# [Instructions]
1: In the forum post, what medication is the poster taking to bring prolactin levels down?
2: Retype the forum post exactly, starting with "The problem is" and going on through "it did happen.".
3: Extend the forum post about second thoughts on trying for a baby, picking up after its last sentence.

# What's it really like?



## Beany01

Hi Ladies,
I need some advice please. My DH (36) and I (31) are TTC but I keep having 2nd thoughts. I've never been a maternal type and never really gave having children much thought, but we've been married a year now (together for 9) and just before we got married I came around to the idea of having a baby. So I came off the pill in January, I have a high prolactin so am taking bromocriptine to bring my levels down, the meds are working because I had my first AF last week since January so now it feels real that I actually could get preggo. 
The problem is that I can't really get my head 100% around to having one, sometimes I'm really ready for it and other times I'm not at all. My husband is up for having one but he says that he doesn't have a huge urge, so if it didn't happen for whatever reason he wouldn't be totally gutted. However we have both decided to try and we would be totally into it if it did happen.

# [Extracted entries]
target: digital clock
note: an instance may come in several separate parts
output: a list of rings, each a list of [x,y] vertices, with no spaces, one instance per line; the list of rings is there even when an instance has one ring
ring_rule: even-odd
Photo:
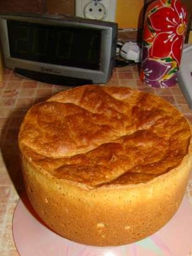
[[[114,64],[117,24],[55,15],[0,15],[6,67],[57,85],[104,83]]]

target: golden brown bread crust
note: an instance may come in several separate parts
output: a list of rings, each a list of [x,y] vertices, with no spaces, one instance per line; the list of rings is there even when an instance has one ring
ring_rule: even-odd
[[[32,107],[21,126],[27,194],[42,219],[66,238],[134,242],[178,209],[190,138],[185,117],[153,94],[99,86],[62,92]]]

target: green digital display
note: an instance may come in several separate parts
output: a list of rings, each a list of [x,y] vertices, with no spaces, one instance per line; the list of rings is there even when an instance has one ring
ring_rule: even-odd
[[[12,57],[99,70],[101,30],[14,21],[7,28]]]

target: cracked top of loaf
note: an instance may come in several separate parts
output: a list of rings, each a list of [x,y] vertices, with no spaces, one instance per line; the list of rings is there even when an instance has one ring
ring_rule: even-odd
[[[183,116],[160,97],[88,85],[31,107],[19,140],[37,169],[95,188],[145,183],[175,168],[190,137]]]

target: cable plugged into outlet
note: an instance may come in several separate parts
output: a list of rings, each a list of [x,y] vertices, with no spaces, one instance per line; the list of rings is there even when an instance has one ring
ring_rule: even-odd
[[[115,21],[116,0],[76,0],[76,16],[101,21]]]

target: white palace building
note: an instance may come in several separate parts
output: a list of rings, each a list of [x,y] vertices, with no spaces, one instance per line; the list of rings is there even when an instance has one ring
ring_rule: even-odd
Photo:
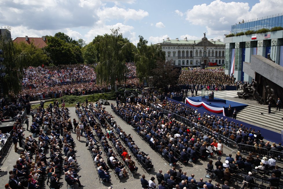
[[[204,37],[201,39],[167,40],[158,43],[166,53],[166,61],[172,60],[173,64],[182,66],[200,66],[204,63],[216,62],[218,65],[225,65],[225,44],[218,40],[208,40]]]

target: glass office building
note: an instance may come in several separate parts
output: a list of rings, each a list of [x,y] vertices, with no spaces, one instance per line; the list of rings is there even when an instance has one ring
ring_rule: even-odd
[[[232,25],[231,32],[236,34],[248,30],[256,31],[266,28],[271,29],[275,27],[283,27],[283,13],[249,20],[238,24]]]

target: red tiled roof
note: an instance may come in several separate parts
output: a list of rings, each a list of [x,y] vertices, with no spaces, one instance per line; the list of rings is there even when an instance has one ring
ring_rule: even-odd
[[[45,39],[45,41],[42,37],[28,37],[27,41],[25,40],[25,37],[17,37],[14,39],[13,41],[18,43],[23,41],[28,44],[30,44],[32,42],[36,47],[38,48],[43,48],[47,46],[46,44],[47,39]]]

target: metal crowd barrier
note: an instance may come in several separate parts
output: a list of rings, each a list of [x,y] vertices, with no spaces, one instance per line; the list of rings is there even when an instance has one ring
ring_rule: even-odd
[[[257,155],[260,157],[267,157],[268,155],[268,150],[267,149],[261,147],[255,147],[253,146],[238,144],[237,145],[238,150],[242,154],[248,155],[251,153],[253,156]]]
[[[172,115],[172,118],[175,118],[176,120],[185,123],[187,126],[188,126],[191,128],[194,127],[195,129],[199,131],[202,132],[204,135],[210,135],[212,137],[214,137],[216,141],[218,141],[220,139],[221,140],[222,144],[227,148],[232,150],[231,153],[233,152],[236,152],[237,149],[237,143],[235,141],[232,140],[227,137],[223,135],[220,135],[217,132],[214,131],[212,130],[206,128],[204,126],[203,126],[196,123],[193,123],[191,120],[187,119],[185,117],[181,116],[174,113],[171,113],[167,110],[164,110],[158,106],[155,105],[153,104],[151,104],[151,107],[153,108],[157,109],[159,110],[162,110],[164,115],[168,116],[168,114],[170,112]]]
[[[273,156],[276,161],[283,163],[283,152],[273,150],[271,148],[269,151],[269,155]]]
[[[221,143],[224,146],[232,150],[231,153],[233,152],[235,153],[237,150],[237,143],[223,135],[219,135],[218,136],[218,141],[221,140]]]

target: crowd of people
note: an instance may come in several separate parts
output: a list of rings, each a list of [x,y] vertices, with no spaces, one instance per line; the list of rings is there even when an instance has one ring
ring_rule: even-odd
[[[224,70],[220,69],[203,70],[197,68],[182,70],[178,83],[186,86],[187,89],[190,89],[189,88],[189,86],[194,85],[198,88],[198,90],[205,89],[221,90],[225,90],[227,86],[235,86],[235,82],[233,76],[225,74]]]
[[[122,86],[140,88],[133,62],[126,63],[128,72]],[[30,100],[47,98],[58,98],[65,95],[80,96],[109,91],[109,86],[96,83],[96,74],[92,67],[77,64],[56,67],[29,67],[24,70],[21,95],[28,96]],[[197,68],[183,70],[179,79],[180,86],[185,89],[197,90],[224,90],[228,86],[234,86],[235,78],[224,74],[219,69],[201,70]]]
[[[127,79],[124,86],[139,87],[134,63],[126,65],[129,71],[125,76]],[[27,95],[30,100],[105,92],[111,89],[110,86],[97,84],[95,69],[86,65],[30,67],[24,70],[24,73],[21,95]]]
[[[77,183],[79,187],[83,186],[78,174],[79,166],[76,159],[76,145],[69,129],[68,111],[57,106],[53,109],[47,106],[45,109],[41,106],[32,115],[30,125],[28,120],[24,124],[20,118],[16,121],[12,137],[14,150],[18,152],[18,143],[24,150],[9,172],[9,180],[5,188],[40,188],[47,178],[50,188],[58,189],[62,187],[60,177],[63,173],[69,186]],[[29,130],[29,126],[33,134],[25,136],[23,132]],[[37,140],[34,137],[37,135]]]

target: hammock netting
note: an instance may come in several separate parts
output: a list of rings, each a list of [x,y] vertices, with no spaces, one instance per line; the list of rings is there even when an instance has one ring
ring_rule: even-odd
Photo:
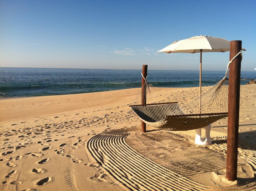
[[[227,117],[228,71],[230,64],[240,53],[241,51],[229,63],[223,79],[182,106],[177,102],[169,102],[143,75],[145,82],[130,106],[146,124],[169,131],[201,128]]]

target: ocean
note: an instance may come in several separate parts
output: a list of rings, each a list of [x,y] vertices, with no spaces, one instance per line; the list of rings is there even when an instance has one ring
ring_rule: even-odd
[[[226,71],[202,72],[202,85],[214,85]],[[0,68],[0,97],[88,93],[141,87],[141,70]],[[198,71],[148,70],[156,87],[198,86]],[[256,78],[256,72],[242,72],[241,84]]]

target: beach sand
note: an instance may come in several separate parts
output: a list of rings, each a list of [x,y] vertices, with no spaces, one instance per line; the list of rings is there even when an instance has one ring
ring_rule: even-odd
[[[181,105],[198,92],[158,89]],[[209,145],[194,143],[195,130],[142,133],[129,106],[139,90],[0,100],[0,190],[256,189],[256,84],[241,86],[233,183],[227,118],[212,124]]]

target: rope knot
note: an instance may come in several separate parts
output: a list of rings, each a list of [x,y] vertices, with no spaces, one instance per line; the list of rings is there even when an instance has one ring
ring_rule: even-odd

# [Solved problems]
1: Bromocriptine.

2:
The problem is that I can't really get my head 100% around to having one, sometimes I'm really ready for it and other times I'm not at all. My husband is up for having one but he says that he doesn't have a huge urge, so if it didn't happen for whatever reason he wouldn't be totally gutted. However we have both decided to try and we would be totally into it if it did happen.

3:
However, I think the comittment overwelms me, the selfish part of me wants to be able to go on holiday when we want, go where we like when we like, not have sleepless nights, not having screaming tantrums. We earn pretty good money, I've got my own business but even then I think about how much money a baby costs to bring up and it scares me that we might not have enough. I know I could probably wait a few years and see if the want gets any bigger but I kinda just feel if we're going to do it then I'd rather be a younger mum than an older one.
I'd really like some advice if possible from all you new mums and mums with toddlers and teenagers. 
Please can you be as truthful as possible on what it's really like to have children?!?! I realise this is probably a difficult question but: If you could turn the clock back would you have made the same decision?
Thank you.


----------



## SassyLou

I've got three sons, 21, 12 and 10. We've also got a little baby, Archie, in heaven who I lost at 17 weeks gestation.

If I had my time again the only thing I would change is that I'd have more children when I was younger (I'm 39, DH is 47). My children are the joy in my life, they are so funny and loving. Even in my darkest moments they make me smile. I've recently come in and my youngest two are sat at the table with DH playing monopoly, its so funny listening to them all, bickering slightly (lol) and trying to barter to stop themselves going bankrupt.

Hope that helps, sorry I couldn't give a balanced arguement, lol.

xxx


----------



## SassyLou

Forgot to say had 1st son at 17, the next two when I was 27 and 29, much as I wouldn't change things I had much more patience when I was that bit older. My dad was 51 when my parents had me, he was so patient, and spent so much time with me, he was amazing. I don't see age as being a real issue when it comes to parenting.

I hope you make the decision that's right for you.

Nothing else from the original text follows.